§ **Problem description**:
Write the next part of the NowSecure company history below, picking up right after its final sentence.

§ **Extract**:
NowSecure (Formerly viaForensics) is a Chicago-based mobile security company that publishes mobile app and device security software.

2009: Beginnings
Former CEO and Co-founder Andrew Hoog was working as a CIO when one of his employees was dismissed. After this dismissal, Hoog was tasked with reviewing whether the employee had stolen any sensitive data from the company. Rather than hire a forensics firm to investigate, Hoog performed the investigation himself and continued to do forensic work on the side.

2009-2014: From Forensics to Security
Hoog and his wife Chee-Young Kim both contributed money to start the company, originally known as Chicago Electronic Discovery and then as viaForensics. Hoog devoted himself full-time to mobile forensics, while Kim continued to work at her corporate job during the day and participated in the business development at night and on weekends. In March 2011, viaForensics was profitable to the extent that it could pay for employee benefits, so Kim left her job and went to work at viaForensics full-time. On June 5 of that year, viaExtract 1.0 was released at a conference in Myrtle Beach. viaForensics introduced what was known as viaLab in March 2013. viaLab was a product that allowed automated testing for a variety of security flaws in apps, including man-in-the-middle attacks, SSL strip attacks, coding problems, and opportunities for reverse engineering.

§ **Supplied information**:

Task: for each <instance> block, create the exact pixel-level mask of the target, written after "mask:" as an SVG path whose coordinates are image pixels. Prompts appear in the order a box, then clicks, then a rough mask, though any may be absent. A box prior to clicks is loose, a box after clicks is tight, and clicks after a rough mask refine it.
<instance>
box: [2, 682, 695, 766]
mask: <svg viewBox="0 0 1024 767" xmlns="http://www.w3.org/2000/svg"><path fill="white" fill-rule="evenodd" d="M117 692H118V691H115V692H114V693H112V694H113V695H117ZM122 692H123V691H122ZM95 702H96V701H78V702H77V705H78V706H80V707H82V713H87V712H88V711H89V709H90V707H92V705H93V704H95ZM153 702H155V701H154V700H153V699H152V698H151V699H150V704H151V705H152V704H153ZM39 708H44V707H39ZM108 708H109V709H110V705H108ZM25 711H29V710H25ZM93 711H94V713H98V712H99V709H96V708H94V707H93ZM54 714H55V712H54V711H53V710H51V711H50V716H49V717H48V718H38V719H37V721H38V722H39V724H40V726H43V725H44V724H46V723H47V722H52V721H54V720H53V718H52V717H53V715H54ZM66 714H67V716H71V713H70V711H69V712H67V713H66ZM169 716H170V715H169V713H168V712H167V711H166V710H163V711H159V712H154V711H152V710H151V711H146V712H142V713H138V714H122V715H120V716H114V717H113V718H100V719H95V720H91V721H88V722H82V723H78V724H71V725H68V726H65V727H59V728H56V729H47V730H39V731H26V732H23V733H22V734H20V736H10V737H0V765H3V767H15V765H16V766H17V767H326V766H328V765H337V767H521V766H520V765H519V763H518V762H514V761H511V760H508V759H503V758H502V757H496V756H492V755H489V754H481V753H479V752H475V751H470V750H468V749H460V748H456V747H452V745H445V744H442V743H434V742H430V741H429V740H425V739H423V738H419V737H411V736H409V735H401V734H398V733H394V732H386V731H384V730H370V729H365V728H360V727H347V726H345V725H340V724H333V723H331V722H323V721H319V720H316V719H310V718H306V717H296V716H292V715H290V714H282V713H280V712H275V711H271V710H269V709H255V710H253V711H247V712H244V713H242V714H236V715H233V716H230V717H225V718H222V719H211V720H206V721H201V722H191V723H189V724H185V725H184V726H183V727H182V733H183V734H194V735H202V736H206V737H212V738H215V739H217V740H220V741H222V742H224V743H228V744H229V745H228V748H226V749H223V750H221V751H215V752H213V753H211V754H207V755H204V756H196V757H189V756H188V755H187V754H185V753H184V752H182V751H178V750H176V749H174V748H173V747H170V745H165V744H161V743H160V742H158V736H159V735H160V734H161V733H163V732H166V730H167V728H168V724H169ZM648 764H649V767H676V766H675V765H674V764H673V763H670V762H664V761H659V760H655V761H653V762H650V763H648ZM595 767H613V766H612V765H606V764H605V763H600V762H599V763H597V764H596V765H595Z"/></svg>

---

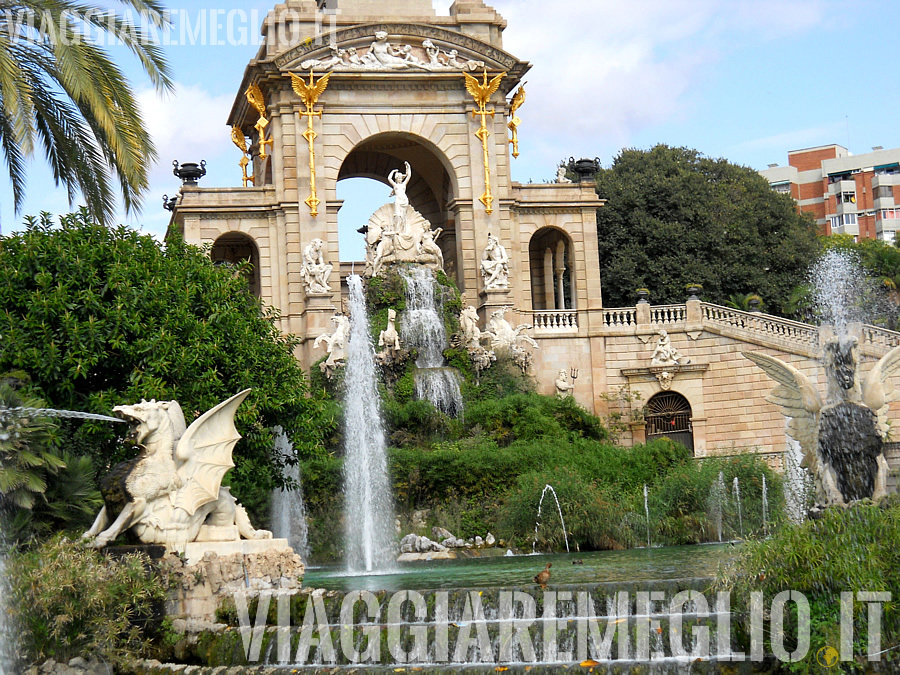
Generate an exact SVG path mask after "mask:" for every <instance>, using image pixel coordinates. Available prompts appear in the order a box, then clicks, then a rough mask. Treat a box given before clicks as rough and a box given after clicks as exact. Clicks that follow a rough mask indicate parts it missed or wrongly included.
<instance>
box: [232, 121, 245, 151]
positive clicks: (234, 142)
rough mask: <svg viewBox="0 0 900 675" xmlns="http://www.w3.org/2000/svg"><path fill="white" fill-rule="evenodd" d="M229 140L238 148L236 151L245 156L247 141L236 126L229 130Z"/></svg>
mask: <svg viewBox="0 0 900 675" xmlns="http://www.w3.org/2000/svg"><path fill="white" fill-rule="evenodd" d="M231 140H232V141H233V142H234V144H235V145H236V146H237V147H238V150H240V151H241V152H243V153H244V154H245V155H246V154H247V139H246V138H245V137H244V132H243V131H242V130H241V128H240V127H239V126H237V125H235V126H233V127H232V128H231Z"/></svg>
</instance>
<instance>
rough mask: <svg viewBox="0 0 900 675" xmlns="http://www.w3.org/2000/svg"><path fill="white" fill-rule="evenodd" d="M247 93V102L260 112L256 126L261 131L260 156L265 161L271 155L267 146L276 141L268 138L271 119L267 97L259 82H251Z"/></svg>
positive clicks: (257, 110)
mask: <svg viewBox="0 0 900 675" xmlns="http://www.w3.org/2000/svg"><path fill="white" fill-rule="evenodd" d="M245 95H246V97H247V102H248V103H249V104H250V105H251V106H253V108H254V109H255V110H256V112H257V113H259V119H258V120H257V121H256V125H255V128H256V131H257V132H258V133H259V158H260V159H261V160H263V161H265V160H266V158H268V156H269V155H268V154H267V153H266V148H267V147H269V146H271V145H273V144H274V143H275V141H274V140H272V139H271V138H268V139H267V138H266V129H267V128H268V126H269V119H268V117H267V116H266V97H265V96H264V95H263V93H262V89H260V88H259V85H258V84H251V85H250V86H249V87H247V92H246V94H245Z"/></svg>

§ **Reply**:
viaForensics was the subject of INC 5000's "#13 fastest-growing tech company in the US" award in 2014.

2014-Present: Rebrand to NowSecure
In 2014, viaForensics launched viaProtect, an app to show users destinations and sources of data to and from their mobile devices, at RSA Conference. The company then began to focus more on similar individual and enterprise device protection. As a result of this focus shift, viaForensics decided to rebrand as NowSecure.

Products
NowSecure is the publisher of NowSecure Forensics (formerly viaExtract), NowSecure Lab (formerly viaLab), and the NowSecure Mobile Apps (formerly viaProtect). NowSecure Forensics is designed for law enforcement to extract artifacts from mobile devices by applying deleted data recovery and data search. NowSecure Lab is mobile app vulnerability scanning software. NowSecure Mobile is a free end-user oriented vulnerability scanner for iOS, Android, and Blackphone.

In 2014 and 2015, PC Magazine awarded viaProtect its "Editor's Choice for Android Privacy Utilities".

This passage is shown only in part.